-- WHAT THE EXERCISE ASKS --
Copy the following lines word for word, reproducing every line of the records without changes.

A block of data
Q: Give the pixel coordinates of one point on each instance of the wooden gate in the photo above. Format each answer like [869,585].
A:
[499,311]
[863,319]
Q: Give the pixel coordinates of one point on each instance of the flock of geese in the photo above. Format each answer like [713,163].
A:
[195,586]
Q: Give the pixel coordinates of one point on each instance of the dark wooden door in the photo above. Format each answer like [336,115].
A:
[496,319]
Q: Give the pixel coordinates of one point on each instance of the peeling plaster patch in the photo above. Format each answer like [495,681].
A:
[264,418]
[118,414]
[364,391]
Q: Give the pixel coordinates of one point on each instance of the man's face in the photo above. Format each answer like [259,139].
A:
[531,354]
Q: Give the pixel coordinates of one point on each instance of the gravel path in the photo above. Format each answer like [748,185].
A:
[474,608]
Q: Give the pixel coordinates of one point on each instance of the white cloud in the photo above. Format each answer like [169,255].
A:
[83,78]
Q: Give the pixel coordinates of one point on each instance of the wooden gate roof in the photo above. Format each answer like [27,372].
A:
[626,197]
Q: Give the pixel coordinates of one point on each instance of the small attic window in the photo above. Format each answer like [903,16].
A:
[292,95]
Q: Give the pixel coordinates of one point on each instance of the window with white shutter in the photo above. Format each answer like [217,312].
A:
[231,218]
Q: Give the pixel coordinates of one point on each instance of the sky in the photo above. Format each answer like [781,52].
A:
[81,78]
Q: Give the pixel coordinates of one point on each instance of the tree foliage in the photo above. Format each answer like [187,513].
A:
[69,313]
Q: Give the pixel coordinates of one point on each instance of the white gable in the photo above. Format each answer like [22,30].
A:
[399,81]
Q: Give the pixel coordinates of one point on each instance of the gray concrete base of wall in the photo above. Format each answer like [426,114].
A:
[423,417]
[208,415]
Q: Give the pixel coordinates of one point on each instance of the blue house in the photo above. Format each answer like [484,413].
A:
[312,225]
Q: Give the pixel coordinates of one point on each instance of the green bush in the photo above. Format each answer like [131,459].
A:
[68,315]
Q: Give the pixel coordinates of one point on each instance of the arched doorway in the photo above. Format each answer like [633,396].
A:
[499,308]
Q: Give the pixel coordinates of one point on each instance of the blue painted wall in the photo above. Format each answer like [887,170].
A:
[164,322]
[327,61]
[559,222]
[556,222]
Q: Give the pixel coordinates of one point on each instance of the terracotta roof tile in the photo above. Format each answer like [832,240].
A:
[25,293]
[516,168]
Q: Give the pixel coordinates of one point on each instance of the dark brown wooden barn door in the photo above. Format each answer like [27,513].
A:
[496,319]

-- WORKED ANSWER --
Q: Give the pixel coordinates of one point on each instance of the wooden gate in the photo above. Format each answer like [869,585].
A:
[499,311]
[863,319]
Q: Give the pixel coordinates of one point on each instance of the flock of geese in the photo above. Format each answer like [713,163].
A:
[195,586]
Q: Give the pixel coordinates of one point on each instance of the dark wooden door in the photo above. Format each answer like [336,115].
A:
[496,319]
Q: Give the pixel coordinates of one point on each instance of the peeling plaster patch in the photo above. Format each answer like [495,681].
A:
[264,418]
[118,414]
[364,391]
Q: Give the pixel coordinates of one point on each instance of the man's face in the photo above. Format each answer like [259,139].
A:
[531,354]
Q: Give the pixel coordinates of one point on each instance of the gravel path in the photo above. Format each answer like [748,185].
A:
[474,608]
Q: Give the pixel coordinates of one point on each instance of the white cloud in the photo above. Format each answer like [169,255].
A:
[83,78]
Q: Give the pixel coordinates of one point on each instance of the wooden gate roof in the photo above. Format each answer like [27,372].
A:
[626,197]
Q: Give the pixel coordinates of one point on each instance of the small attic window in the photo above. Format each answer like [903,16].
A:
[292,95]
Q: Give the pixel coordinates of one point on each instance of the window with white shutter in the photo above. Format each answer like [217,312].
A:
[231,218]
Q: Give the pixel coordinates of one point on each instance of the sky in the photo above. Format each answer like [781,52].
A:
[81,78]
Q: Give the pixel coordinates of one point on each instance of the tree foliage in the photo above. Format each answer like [187,513].
A:
[69,313]
Q: Give the pixel coordinates of one point on each instance of the white gable in the photo above. Format each answer like [22,30].
A:
[399,81]
Q: Give the pixel coordinates of one point on each instance of the gray concrete base of wall in the photo above. Format each answer like [426,114].
A:
[423,417]
[208,415]
Q: Give the pixel coordinates of one point on each instance of the blue house in the photo above. Format each answer like [484,413].
A:
[312,225]
Q: Give the pixel coordinates of one point on each instance of the green bush in the photo above. Format each answer like [131,459].
A:
[68,315]
Q: Give the pixel coordinates of one point on each instance of the arched doorway in the photo above. Format each answer like [633,396].
A:
[499,308]
Q: Give the pixel coordinates of one point on each instance of the blue painted wall in the photo above. Format each answer like [887,170].
A:
[164,322]
[327,61]
[559,222]
[556,222]
Q: Give the pixel coordinates of one point on each instance of the terracotta roof tile in the photo above. Format each answer like [832,240].
A:
[25,293]
[516,168]
Q: Give the pixel coordinates of one point on each instance of the dark brown wooden barn door in the photo above. Format each answer like [27,513].
A:
[496,319]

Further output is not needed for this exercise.